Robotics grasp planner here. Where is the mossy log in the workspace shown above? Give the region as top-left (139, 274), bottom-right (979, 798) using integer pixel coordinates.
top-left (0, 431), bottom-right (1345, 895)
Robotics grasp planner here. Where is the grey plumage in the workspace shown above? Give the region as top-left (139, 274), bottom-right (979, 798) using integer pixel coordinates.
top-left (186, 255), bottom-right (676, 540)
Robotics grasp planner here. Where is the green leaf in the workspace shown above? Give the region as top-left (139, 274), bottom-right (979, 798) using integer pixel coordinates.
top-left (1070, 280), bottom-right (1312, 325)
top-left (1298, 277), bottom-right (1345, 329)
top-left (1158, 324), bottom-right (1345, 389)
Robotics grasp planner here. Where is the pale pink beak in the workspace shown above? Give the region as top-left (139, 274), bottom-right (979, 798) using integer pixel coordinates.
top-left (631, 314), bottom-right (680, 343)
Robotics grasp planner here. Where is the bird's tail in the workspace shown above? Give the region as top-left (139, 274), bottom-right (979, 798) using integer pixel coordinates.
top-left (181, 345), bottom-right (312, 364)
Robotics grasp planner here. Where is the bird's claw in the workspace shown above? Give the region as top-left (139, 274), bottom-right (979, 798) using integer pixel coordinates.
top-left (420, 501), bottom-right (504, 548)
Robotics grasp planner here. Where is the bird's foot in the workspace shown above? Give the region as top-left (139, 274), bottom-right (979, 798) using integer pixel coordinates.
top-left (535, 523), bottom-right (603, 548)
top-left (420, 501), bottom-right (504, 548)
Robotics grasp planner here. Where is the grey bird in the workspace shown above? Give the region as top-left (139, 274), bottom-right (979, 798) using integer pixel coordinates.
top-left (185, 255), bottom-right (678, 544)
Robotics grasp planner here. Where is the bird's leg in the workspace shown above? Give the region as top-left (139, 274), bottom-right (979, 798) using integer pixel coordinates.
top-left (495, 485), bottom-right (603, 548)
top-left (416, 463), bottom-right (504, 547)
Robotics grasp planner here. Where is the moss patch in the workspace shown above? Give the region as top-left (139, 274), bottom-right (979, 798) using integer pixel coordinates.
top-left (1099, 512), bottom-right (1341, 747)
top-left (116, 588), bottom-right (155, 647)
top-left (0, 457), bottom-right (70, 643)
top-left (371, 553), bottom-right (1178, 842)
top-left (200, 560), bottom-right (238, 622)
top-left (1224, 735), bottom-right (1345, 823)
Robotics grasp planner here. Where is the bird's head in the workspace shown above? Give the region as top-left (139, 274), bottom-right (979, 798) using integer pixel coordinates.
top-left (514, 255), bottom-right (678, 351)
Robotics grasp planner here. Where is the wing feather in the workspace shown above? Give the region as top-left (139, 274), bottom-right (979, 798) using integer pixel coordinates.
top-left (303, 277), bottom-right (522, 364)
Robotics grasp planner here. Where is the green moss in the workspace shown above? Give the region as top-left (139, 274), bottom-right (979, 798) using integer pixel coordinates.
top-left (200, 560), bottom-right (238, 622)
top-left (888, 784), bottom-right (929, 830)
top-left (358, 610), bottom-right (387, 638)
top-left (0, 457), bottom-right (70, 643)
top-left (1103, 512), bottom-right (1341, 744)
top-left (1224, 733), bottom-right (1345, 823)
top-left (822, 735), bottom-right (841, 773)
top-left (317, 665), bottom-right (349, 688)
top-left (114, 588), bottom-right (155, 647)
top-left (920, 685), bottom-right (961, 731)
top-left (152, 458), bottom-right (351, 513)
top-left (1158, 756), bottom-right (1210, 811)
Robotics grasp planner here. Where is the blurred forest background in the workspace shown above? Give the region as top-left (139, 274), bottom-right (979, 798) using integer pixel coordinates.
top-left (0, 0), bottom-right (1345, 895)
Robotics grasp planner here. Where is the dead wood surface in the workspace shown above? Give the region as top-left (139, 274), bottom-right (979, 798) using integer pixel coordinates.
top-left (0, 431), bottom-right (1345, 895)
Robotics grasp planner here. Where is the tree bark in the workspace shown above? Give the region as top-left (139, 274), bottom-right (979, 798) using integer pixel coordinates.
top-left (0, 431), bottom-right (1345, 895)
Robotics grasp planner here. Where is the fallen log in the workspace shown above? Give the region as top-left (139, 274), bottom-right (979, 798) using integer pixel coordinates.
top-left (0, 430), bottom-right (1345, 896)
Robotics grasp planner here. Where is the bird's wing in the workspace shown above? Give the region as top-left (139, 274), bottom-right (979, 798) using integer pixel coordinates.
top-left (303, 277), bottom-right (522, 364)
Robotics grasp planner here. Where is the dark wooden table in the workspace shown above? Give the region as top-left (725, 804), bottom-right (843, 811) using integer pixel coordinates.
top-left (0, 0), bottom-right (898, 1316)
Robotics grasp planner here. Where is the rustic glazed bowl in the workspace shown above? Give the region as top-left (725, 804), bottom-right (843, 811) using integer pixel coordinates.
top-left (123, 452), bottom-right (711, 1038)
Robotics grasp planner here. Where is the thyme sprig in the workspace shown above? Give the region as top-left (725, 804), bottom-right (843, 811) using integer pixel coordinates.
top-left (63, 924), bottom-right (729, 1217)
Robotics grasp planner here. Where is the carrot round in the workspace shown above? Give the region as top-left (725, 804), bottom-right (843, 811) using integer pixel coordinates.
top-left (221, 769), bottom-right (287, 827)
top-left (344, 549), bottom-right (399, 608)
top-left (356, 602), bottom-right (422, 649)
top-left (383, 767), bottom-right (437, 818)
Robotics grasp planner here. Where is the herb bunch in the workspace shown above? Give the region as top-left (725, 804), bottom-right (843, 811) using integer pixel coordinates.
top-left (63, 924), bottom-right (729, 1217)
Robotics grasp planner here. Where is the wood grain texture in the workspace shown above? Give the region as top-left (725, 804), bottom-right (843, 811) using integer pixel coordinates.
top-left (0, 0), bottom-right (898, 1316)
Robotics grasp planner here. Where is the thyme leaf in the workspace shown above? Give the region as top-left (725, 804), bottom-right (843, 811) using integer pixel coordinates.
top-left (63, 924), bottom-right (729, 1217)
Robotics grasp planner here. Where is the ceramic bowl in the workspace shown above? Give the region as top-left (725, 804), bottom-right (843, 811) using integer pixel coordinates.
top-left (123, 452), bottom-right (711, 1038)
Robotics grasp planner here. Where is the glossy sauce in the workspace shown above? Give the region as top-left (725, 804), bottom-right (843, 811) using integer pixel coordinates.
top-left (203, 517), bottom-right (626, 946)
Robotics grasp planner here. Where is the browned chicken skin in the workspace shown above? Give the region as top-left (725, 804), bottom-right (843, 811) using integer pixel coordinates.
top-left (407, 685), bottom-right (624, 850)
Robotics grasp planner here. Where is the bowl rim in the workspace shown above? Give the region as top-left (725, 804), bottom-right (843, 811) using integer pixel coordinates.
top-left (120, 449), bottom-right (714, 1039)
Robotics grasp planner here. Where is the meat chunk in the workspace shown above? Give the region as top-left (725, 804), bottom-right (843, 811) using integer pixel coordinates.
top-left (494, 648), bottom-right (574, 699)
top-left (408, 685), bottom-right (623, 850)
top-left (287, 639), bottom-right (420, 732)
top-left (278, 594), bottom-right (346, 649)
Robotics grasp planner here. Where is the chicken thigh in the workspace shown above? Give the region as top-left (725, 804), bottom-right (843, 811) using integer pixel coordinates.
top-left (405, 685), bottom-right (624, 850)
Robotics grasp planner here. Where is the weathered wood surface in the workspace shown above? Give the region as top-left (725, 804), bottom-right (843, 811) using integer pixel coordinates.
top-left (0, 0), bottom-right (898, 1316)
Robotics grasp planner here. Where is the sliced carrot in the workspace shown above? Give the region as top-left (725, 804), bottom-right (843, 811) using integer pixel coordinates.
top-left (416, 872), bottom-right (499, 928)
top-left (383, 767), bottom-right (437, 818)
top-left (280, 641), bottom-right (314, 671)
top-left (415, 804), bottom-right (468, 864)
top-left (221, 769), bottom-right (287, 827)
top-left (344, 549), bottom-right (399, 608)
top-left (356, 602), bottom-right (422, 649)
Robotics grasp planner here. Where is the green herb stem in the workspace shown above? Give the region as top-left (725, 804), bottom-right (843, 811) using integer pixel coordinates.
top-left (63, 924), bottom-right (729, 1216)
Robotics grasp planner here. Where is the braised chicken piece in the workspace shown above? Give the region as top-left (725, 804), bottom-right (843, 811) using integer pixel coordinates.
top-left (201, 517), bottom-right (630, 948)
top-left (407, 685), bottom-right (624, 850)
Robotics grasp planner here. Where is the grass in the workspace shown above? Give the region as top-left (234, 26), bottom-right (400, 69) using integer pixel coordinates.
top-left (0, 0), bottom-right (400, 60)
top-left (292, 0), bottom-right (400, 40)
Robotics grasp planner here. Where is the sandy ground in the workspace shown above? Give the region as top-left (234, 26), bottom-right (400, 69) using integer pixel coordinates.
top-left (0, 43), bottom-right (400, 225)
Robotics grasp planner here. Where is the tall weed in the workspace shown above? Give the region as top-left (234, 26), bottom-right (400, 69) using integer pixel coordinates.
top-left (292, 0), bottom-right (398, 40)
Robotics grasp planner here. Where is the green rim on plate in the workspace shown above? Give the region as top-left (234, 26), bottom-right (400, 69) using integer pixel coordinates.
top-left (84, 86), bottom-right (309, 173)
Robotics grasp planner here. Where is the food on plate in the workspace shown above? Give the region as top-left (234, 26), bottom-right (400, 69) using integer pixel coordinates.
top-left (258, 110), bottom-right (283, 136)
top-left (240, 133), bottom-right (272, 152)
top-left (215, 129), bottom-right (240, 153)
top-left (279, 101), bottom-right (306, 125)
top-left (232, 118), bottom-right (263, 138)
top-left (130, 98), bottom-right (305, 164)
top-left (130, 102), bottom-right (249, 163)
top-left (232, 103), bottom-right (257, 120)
--- --- ---
* _What you need to do_: Rescale the data from the line with "Robotics grasp planner here. Where is the thyme leaf" up to and including the line with "top-left (203, 517), bottom-right (626, 946)". Repeat each of those lines, requests included and unchanged along with the sample coordinates in them, but multiply every pixel coordinate in the answers by 0.55 and round to whole numbers, with halves going up.

* _Worked solution_:
Robotics grasp planner here. Where is the thyme leaf in the workspace shown above? Give the region as top-left (725, 804), bottom-right (843, 811) using integer pixel coordinates.
top-left (35, 508), bottom-right (401, 669)
Robotics grasp planner here. Where is the ceramic bowl in the workspace shown above? Give the region as top-left (725, 804), bottom-right (843, 811) using integer pixel coordinates.
top-left (68, 249), bottom-right (391, 571)
Robotics grasp planner here. Where is the glossy sauce in the workspace shown above? Give the region as top-left (725, 804), bottom-right (843, 811) using integer pixel coordinates.
top-left (112, 284), bottom-right (344, 520)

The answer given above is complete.